What is being asked
Output nothing but the lines from the line with "Reviewer note: every instance of the white rocky" through the end of the listing below, both ends included.

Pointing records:
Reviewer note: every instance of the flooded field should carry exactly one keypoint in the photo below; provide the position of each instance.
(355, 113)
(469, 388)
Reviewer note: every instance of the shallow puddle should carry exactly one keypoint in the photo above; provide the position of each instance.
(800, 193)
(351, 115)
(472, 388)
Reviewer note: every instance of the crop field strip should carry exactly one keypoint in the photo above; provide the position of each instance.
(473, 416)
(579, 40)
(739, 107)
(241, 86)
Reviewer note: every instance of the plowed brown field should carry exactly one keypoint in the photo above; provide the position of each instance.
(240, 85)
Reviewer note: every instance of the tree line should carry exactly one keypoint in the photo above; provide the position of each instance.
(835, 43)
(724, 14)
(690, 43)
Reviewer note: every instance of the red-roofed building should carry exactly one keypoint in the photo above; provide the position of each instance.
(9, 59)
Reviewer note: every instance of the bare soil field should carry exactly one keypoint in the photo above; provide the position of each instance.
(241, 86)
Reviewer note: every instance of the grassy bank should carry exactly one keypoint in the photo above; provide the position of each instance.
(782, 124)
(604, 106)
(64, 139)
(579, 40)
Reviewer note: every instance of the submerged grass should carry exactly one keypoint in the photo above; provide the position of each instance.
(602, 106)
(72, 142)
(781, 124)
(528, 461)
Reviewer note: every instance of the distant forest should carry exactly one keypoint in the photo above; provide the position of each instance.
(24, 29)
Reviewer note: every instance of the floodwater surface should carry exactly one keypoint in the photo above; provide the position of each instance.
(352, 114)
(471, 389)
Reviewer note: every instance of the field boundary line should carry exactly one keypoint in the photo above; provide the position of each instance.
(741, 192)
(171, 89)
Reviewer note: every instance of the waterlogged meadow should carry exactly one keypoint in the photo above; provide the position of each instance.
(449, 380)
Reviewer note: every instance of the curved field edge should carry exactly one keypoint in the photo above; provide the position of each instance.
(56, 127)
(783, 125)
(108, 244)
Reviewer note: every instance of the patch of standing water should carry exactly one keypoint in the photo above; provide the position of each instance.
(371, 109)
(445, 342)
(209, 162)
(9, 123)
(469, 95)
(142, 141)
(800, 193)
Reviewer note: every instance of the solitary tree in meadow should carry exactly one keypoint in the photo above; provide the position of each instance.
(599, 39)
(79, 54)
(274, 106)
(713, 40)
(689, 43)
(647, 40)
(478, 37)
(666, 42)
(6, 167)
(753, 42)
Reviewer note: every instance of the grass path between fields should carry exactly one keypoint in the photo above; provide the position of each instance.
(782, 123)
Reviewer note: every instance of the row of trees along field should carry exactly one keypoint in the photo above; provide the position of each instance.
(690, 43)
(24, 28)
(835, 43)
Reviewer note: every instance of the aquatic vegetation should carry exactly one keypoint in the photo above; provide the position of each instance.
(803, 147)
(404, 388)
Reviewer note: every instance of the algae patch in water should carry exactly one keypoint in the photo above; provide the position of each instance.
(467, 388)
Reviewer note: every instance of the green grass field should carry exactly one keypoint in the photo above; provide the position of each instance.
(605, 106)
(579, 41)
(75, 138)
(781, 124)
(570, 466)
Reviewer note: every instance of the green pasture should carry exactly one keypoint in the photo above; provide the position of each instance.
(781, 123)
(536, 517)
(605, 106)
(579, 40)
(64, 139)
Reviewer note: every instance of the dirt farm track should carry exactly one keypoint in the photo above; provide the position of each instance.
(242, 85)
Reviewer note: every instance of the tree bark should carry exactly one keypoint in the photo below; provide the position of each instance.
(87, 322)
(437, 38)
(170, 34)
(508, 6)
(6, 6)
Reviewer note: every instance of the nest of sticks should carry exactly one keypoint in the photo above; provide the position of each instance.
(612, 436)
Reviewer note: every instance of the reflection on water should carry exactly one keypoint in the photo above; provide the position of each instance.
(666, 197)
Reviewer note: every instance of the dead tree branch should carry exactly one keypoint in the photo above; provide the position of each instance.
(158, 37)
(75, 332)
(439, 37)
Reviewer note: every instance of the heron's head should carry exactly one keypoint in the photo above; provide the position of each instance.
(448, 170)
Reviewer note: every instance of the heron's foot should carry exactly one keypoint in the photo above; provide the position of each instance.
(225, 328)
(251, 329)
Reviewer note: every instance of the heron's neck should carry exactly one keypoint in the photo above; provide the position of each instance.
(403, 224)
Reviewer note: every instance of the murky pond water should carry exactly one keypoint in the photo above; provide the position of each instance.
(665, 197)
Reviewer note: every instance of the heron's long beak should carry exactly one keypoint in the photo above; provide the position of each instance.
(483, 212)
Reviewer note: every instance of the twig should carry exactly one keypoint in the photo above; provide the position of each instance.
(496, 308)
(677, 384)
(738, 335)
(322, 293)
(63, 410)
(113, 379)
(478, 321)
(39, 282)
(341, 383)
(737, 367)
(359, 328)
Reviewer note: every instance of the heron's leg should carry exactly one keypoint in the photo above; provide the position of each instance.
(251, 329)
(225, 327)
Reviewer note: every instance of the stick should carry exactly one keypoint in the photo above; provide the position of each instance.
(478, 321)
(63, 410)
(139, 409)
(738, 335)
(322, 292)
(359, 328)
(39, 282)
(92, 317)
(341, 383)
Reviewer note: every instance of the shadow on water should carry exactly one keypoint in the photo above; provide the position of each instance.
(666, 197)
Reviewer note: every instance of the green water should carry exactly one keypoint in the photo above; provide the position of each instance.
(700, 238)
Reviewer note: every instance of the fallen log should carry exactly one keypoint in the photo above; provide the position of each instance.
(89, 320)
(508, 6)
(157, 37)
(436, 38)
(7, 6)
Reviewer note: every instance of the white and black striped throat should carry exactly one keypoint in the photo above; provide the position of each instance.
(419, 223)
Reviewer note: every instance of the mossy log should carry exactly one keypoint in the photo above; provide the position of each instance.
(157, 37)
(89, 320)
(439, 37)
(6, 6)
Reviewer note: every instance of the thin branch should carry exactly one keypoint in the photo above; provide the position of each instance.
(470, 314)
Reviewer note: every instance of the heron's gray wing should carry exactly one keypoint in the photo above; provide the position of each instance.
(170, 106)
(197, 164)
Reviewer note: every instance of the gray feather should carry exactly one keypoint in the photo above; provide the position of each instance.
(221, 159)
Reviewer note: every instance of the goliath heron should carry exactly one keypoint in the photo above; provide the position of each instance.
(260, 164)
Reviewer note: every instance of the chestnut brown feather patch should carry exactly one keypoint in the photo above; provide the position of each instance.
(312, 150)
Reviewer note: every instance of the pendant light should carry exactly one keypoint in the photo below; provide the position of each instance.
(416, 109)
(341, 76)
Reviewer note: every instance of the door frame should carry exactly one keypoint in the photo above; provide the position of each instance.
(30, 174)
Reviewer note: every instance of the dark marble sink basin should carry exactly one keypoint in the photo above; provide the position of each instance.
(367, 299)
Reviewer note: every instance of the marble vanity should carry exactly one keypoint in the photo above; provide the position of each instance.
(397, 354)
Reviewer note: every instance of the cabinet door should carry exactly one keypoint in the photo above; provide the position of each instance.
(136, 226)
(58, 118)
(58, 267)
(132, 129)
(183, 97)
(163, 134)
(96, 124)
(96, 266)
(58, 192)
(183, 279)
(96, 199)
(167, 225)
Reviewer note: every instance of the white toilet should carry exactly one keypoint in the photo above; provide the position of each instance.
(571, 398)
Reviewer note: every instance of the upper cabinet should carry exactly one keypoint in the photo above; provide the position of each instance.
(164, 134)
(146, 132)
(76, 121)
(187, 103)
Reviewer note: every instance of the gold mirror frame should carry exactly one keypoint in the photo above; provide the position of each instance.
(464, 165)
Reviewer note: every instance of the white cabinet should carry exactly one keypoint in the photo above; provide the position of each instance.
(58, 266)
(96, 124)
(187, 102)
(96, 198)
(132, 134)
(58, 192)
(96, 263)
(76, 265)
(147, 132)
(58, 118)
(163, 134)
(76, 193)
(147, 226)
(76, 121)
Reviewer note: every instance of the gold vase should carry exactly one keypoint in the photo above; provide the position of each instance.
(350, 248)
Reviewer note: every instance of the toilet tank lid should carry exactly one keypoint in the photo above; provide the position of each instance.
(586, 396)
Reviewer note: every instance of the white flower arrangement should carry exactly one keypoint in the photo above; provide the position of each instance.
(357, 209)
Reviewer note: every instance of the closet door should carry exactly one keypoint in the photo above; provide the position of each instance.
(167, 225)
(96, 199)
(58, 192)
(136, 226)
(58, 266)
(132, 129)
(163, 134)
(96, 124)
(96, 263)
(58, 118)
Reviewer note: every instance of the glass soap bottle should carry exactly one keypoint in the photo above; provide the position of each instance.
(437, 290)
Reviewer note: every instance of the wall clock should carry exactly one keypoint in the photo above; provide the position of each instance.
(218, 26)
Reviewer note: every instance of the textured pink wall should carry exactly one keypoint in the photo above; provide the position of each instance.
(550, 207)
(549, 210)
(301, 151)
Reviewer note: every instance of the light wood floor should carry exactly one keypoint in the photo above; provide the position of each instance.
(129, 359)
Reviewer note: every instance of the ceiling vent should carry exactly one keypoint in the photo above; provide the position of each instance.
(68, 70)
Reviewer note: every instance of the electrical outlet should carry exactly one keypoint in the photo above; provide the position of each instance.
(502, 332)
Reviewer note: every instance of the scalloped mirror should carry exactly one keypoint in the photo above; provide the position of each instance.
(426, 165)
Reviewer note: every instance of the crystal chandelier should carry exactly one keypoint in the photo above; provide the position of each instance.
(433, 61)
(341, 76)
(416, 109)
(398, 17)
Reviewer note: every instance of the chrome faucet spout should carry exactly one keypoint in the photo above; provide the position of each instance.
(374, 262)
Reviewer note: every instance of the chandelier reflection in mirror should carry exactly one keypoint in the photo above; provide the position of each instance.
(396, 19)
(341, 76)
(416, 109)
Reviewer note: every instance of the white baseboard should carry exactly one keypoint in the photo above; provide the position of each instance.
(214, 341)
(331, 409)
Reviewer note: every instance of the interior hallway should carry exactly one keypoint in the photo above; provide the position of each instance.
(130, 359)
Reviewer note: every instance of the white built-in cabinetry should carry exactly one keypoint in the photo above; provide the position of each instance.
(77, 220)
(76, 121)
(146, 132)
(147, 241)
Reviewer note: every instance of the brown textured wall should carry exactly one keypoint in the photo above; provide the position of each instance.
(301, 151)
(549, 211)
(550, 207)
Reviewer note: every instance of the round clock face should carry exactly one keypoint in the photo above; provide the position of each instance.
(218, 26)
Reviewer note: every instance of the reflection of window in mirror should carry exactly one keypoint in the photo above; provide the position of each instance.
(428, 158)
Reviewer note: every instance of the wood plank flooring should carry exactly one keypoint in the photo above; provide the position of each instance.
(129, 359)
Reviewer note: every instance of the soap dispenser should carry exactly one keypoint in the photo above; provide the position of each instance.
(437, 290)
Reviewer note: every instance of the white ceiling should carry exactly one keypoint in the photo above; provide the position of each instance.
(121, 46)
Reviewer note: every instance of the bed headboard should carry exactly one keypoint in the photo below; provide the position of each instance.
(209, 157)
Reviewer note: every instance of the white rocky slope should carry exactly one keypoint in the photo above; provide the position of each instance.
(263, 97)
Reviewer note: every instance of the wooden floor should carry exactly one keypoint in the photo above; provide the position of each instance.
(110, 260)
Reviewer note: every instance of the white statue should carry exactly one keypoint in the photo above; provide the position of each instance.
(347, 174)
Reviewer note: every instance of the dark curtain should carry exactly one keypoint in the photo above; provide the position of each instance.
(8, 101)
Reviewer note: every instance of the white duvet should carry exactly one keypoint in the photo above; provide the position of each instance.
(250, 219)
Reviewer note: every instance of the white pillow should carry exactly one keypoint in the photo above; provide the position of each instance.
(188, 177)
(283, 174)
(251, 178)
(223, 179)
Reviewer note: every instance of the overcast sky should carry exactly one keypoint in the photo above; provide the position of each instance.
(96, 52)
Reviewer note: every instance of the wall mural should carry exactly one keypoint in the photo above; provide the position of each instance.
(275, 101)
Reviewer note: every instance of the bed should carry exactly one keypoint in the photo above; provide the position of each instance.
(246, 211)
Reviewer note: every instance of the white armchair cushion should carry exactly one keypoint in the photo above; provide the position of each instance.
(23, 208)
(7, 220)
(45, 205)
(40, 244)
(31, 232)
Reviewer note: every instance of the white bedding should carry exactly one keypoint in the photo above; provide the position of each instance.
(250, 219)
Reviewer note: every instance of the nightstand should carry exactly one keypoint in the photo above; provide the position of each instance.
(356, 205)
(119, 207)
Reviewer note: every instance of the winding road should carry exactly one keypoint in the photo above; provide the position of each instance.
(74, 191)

Answer to the task
Reviewer note: every instance of the white rocky slope should carry exactly one keypoint in the photo above; provide the position of each instance.
(263, 97)
Reviewer note: every instance of the wooden floor should carry exactly one keypoint in the photo above; provide the position of each instance.
(110, 260)
Reviewer note: every instance of the white statue should carry exactly one keypoint in the photo above; provide the position of each instance.
(347, 174)
Reviewer note: every instance of the dark curtain should carry exactly one keypoint in the photo above; provide the position of each instance.
(8, 101)
Reviewer note: every instance of the white duvet should carry exactly one keypoint in the photo above; provide the position of each instance.
(250, 219)
Reviewer note: every instance of the white pillow should carry exactly one keypoint in the photo above; provide the position of each instance.
(188, 177)
(283, 174)
(251, 178)
(223, 179)
Reviewer note: every instance of the overcast sky should carry exactly one keypoint in the photo above; provide the position of each instance.
(96, 52)
Reviewer note: every instance of the wall mural should carry exactly one keypoint in the photo above; provide the position of each instance.
(275, 101)
Reviewer note: every instance of the bed should carry exactly one keypoint in the photo above; provide the position of each instance.
(246, 211)
Reviewer note: every instance of the white armchair cushion should carry exactly one keypoint in the photo above; provide the position of each instance.
(23, 208)
(7, 220)
(45, 205)
(40, 244)
(31, 232)
Reviewer note: every instance of the white bedding should carry exactly one keypoint in the photo above; provide the position of each instance.
(250, 219)
Reviewer note: every instance of the nightstand should carry exactly one keypoint in the photo above; provide the position of each instance.
(356, 205)
(119, 207)
Reviewer note: every instance of the winding road should carry exactly one keypoint in the photo above; provide the position of each instance.
(74, 191)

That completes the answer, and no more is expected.